■ DOCUMENT:
===
Thomas
Paine: Another Bent Tool
by Not Sure
19 May 2024
“Independence is my
happiness, and I view things as they are, without regard to place or person; my
country is the world, and my religion is to do good.”
-- Thomas Paine, The Rights of Man
The
Rights of Man was Paine’s book, including many articles he
had written about government and natural law, written as a defense against
Edmund Burke’s attack on the French Revolution.
Utopia is
a Latin word that literally means “nowhere”.
Its current usage was coined by Thomas More, for his work of satire
about an imaginary island enjoying perfection in its legal, social, and
political systems. Get it?
Nowhere is Utopia possible. Thomas More
should know. This theologian and statesmen
refused to support Henry VIII’s annulment of his marriage to Catherine of
Aragon. He didn’t attend Henry’s wedding
to Anne Boleyn, and his enemies deemed this snub an act of treason. Off with his head!
Whatever
good can be said to have come from the French Revolution, its bloodthirsty
excesses have been thoroughly documented.
Thomas Paine, high on his successes with the American Revolution, went
to France to hang out with other revolutionaries. He was granted (like Benjamin Franklin) an
honorary French citizenship, but even his glowing endorsement of the Revolution
didn’t save him from getting crossways with a faction who had him imprisoned
and called for his execution. “Off with
his head!” Only the fall of the one-time
president of the Jacobins, Maximillian Robespierre, and his execution by the
guillotine, bought Paine a few days to save his own head.
Paine’s
closest American friend in Paris was Joel Barlow, who was obsessed with the “natural”
sexual origins of revolutionary symbols.
An even closer friend, evidently, was Nicholas Bonneville. Paine lived in a menage-a-trois for
several years with Bonneville and his wife, Margaret. They looked to the occult, the Illuminists,
and the Freemasons for the organization of the revolutionary “faith”; circles,
inner, outer, and magical were of great importance, and the triangle was an
important symbol. Paine kept his head,
but his ending was far from his glory days – he died impoverished, but still
cared for by Bonneville’s wife. Six
people attended his funeral.
His-story is
always murky going and we’re left to fill in many blanks. Paine was born in England to an Anglican
mother and a Quaker father who was a stay-maker (the early term for corset-maker). In other words, his father was in the margins
of English society, a pacifist who made women’s underwear. Paine did not want to follow in his father’s
business, so he ran off to be a privateer, which is a word for a state-sanctioned
pirate. Then he returned home and became
a master stay-maker. He married, and his
wife, along with their infant, died in childbirth.
Paine
then became an Excise Officer for the Crown.
This is someone who inspected goods coming in by boat and collected
customs taxes and excise duties on the cargo.
A state-sanctioned pirate?
He
lost his job for claiming to inspect goods he did not inspect and then he
became a schoolteacher, got involved in civic affairs, was against the monarchy,
and had sentiments in favor of republicanism.
===
■ INFORMATION SUPPLIED:
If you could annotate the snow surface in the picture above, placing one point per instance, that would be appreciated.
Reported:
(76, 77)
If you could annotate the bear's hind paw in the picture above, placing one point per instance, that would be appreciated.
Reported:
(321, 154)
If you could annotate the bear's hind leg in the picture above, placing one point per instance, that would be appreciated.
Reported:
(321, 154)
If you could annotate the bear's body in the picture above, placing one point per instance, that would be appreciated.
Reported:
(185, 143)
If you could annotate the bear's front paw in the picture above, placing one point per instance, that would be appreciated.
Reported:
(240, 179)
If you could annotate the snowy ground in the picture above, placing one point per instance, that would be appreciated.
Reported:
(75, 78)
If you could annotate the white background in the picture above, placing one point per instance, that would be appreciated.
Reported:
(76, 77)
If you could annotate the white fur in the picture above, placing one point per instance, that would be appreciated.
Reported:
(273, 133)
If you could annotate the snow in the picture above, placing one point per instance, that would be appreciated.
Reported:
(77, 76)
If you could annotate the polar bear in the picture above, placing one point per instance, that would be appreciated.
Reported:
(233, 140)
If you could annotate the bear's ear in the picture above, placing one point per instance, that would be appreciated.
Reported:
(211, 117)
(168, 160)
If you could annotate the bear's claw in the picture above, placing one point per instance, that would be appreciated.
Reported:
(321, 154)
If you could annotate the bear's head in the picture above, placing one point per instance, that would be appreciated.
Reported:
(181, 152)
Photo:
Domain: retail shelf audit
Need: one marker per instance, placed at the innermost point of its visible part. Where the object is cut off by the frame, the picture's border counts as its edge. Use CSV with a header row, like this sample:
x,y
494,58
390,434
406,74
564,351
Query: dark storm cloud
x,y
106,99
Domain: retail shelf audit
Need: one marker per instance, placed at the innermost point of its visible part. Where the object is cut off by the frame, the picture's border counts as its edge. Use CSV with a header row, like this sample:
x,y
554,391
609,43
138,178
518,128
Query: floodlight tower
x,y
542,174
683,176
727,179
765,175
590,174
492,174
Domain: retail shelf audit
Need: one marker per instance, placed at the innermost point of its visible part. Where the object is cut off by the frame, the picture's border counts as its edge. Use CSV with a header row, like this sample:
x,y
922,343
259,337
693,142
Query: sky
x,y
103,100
===
■ GIVEN REQUEST: Pick up the essay on Thomas Paine after its last sentence and write the next part. You won't need the material for this.

■ OUTPUT OF THE TASK:
He married again. During this period,
he got involved in the parish vestry, “an influential local Anglican church
group whose responsibilities for parish business would include collecting taxes
and tithes to distribute among the poor.”
Church-sanctioned piracy?
His
second wife was the daughter of a tobacconist and grocer, so Paine entered that
business. This is where his-story goes off the rails for me. Paine’s tobacco business failed and to avoid
debtor’s prison, he sold off his household goods, separated from his wife in
June of 1774 and moved to London. There,
at the age of 37, having failed to make a go of much of anything, George Lewis
Scott, a mathematician and Fellow of the Royal Society, and Commissioner of the
Excise introduced him to Benjamin Franklin.
Franklin told Paine to emigrate to America, and work for his newspaper, The
Pennsylvania Gazette. Paine arrived
in Philadelphia in November of 1774. He
had become quite ill on the trip, and Franklin’s physician personally cared for
him for six weeks until he was restored to health.
What? What? Something quite big is missing here, I’m
afraid. I’ll just fill in some blanks
for my own satisfaction. We know that in
the early 1770s, he had joined with other excise officers to petition
Parliament for better wages and working conditions. Paine’s story is a “foundation myth” like so
many we’re given about the leaders and heroes of our different nations. Vive la
nation! Vive
la république!
Vive la liberté! In my version (her-story?), Paine has
spent his entire life on the fringes, soaking up discontent, participating in
some endeavors that might be sanctioned, but were moral grey areas.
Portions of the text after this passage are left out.